* _PROMPT A_
According to the passage on gym trial memberships, what closing rate should trial memberships of any kind reach?

* _SELECTION_
I still believe in offering incentives, such as a kick ass messenger bag and a free month, if they sign up by day 10. Incentives still work if they are positive and you should be thinking carrot not a bull whip on the ass, which is what the old take away drop the price today and today only close is.

The Paid Trial Membership

If you are a mainstream club, run this at half your monthly. For example, if you charge $39 per month for one member then run a paid trial for 30 days @ $19. If you are in a super competitive market, then you might try 30 days @ $9 to mess with the low price guys down the street.

Training clubs should be in the 30 days for $49-89 range in most markets except in New York or other major metro areas where it could be as high as $129. Again, most trainers fight this concept because they are afraid they have to train too many people too cheaply, but put everyone into groups if you can and give yourself a chance to get some new blood into the business.

Most training clubs average about 4-7 new sales a month but you can’t grow until you average 15 or higher and you can’t do that if you don’t get leads into the door. Also remember that you can be too elite and many of you slowly starve your business because you are so worried about offending the 20-30 clients you started with your first few months.

Closing rates for all trial memberships of any kind should be about 60-65% of everyone through the door over a 30-day period of time. If someone starts at the end of month, just count that person in the month they sign up and don’t go back to the first month. All we are looking for here is gross average and the number of new members you get over a 30-day period.

The Extended Paid Trial

I like an extended paid trial that allows the guest to get fully involved over a longer period of time almost as a course they would sign up for at a community college. Phil and Michelle Dozois and Alwyn and Rachel Cosgrove both do forms of these quite successfully and we have had huge success in our women’s-only club on Cape Cod using versions of the Biggest Loser to attract women we now know would have never shown up through any other marketing.

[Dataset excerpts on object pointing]
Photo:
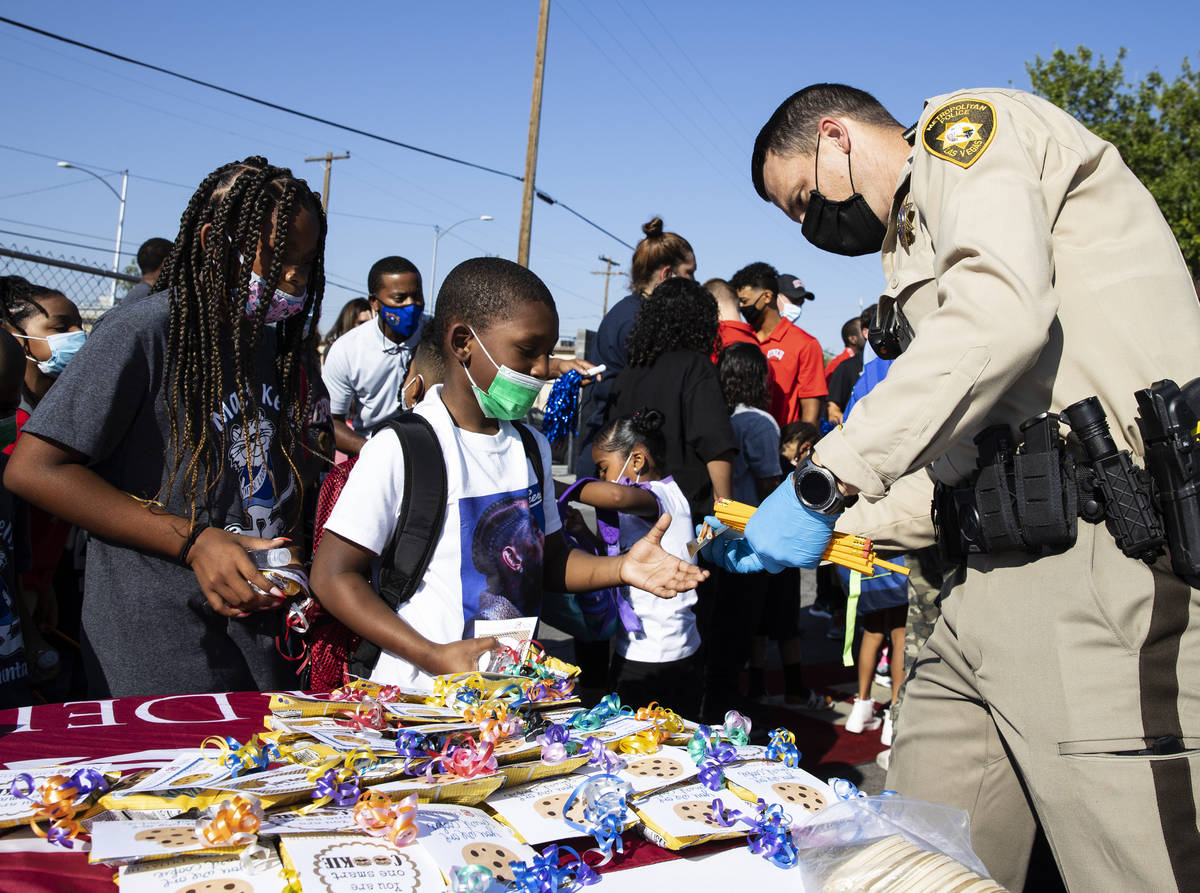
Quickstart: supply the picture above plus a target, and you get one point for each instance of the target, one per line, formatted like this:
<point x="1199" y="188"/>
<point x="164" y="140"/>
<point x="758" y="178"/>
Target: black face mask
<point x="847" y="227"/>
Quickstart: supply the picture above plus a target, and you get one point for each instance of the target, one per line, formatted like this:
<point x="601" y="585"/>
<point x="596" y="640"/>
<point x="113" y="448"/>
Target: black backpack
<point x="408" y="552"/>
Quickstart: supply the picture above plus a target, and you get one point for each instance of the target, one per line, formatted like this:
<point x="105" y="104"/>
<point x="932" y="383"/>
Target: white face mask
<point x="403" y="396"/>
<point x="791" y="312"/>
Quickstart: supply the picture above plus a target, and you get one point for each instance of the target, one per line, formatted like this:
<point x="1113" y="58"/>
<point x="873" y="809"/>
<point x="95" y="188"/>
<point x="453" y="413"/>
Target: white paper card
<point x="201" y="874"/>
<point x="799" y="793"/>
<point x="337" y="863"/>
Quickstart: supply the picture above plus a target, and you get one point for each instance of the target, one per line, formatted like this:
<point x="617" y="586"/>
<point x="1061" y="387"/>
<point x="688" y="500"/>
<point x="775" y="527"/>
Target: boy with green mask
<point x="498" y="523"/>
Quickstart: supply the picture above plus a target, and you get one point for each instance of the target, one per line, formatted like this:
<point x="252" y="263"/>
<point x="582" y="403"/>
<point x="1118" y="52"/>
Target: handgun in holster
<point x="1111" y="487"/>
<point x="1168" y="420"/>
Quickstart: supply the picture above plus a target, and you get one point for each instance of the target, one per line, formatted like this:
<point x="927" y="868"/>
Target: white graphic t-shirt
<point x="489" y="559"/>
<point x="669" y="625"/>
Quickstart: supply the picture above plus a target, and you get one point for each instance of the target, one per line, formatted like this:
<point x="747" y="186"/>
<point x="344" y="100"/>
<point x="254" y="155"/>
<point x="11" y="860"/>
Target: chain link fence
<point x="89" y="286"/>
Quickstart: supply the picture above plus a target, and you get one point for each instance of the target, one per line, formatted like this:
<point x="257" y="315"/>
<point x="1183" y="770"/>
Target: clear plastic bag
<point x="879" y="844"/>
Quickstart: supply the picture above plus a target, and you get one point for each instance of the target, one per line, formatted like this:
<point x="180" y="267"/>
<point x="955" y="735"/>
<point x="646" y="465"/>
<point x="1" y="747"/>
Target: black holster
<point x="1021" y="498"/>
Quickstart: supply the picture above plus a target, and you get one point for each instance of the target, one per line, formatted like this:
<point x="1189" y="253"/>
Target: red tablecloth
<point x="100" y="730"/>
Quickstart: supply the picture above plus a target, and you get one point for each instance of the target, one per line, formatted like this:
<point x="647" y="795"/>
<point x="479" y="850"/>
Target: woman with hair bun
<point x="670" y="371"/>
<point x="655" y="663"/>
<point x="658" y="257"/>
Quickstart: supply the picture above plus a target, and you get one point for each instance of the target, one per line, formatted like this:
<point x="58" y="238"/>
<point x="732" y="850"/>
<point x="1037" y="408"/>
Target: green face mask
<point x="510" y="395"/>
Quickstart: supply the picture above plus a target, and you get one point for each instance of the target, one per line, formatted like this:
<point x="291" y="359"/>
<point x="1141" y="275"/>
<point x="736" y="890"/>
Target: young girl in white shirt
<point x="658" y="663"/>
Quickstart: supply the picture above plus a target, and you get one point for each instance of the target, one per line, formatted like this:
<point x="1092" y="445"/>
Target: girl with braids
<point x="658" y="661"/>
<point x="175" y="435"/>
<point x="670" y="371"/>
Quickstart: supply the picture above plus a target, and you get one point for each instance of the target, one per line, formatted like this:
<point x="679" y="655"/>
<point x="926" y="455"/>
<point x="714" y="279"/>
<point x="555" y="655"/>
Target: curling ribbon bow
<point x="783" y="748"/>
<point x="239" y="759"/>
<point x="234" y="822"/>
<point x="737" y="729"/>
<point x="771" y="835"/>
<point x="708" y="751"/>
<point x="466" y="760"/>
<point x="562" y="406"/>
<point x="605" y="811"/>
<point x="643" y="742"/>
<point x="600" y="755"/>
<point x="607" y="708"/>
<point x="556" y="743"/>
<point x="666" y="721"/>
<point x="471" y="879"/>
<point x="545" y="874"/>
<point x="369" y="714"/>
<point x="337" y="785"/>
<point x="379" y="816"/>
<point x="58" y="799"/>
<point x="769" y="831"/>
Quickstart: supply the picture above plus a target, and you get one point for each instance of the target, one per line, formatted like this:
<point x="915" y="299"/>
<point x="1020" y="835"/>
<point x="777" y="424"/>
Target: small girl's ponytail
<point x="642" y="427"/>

---

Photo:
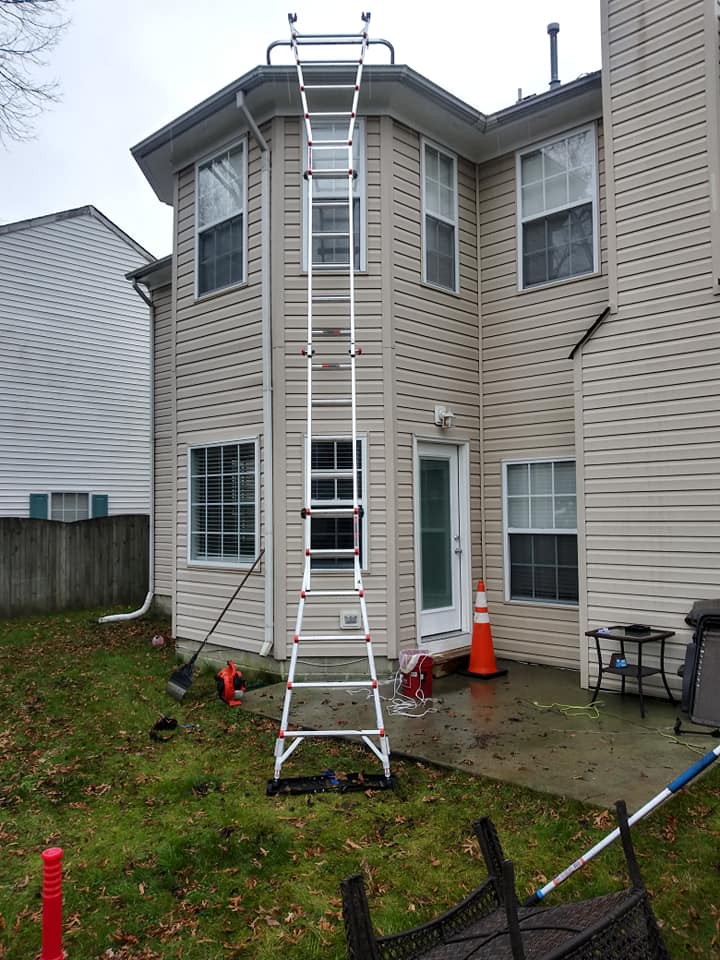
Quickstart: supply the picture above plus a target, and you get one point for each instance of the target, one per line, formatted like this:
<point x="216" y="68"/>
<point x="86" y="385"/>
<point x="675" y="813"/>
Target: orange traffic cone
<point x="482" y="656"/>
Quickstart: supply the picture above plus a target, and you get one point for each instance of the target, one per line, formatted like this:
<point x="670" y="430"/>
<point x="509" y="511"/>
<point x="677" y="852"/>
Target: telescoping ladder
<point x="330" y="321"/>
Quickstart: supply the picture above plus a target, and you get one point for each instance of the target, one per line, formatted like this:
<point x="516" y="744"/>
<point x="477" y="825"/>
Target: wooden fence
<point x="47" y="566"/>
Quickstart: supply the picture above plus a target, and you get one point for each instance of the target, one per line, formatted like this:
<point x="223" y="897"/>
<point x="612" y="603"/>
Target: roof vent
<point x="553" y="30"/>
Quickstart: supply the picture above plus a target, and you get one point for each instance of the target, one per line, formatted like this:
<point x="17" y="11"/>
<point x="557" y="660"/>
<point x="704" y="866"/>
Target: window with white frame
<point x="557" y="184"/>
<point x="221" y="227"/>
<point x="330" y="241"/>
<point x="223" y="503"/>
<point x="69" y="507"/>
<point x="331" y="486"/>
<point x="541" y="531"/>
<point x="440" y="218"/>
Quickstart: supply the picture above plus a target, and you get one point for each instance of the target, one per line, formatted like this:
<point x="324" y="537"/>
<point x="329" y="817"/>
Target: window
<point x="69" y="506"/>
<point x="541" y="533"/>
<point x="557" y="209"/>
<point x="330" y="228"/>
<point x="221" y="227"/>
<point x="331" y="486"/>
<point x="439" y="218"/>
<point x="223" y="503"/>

* * *

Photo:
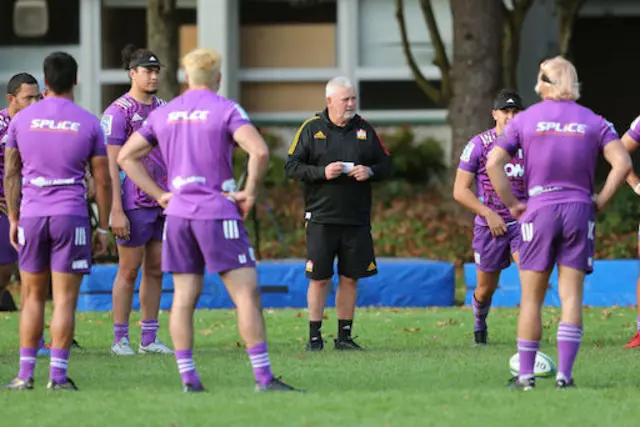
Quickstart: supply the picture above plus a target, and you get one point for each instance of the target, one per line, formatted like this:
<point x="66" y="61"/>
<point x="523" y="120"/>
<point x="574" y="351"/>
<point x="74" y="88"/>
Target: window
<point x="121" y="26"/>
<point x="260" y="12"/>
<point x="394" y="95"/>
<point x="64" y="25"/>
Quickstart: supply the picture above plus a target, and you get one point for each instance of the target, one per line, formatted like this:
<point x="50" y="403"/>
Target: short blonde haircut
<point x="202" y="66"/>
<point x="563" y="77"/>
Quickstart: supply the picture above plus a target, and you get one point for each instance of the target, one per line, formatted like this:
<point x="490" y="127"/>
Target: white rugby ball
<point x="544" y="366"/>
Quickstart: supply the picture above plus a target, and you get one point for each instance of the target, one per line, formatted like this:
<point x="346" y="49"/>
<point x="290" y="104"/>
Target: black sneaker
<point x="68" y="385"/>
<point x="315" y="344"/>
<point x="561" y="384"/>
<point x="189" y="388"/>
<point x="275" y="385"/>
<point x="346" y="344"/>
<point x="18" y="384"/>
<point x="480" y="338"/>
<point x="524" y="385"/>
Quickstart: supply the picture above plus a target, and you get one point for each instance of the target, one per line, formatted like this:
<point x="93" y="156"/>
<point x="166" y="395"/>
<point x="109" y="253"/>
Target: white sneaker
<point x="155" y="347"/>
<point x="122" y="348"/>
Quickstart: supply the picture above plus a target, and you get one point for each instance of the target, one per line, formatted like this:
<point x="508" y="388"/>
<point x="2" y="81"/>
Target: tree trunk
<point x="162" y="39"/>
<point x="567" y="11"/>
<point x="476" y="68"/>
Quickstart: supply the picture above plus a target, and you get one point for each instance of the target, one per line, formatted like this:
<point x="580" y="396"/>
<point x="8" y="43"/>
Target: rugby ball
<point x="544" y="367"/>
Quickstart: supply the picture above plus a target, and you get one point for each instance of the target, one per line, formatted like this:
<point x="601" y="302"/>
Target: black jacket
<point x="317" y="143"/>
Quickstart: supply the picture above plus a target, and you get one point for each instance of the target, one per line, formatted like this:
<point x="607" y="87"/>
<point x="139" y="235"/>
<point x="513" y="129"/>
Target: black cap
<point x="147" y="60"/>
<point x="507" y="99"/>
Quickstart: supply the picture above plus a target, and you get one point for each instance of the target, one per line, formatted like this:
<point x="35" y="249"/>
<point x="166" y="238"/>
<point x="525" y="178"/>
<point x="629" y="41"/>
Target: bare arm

* _PROMPT B_
Extract every line of the listing that contains the word "holster".

* _RESULT A_
About 60-65% of everyone through the door over a 30-day period.

* _RESULT B_
Target: handgun in holster
Target: black holster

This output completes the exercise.